[START Provided records]

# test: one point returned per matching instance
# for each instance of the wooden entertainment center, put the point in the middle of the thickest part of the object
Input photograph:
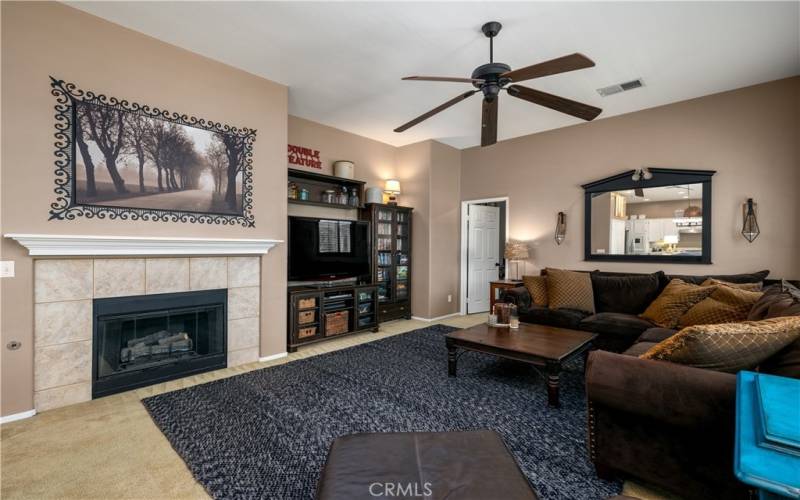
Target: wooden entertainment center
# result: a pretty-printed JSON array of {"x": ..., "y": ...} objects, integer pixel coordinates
[{"x": 317, "y": 312}]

[END Provided records]

## Objective
Retype each item above word for word, leaving out the pictures.

## Exercise solution
# test: one point returned per matching instance
# for each instance of the wooden entertainment center, put the point in the middle of the thickest part of the object
Input photograph:
Target: wooden entertainment center
# result: a pretty-printed JSON array of {"x": ..., "y": ...} objects, integer pixel coordinates
[{"x": 317, "y": 312}]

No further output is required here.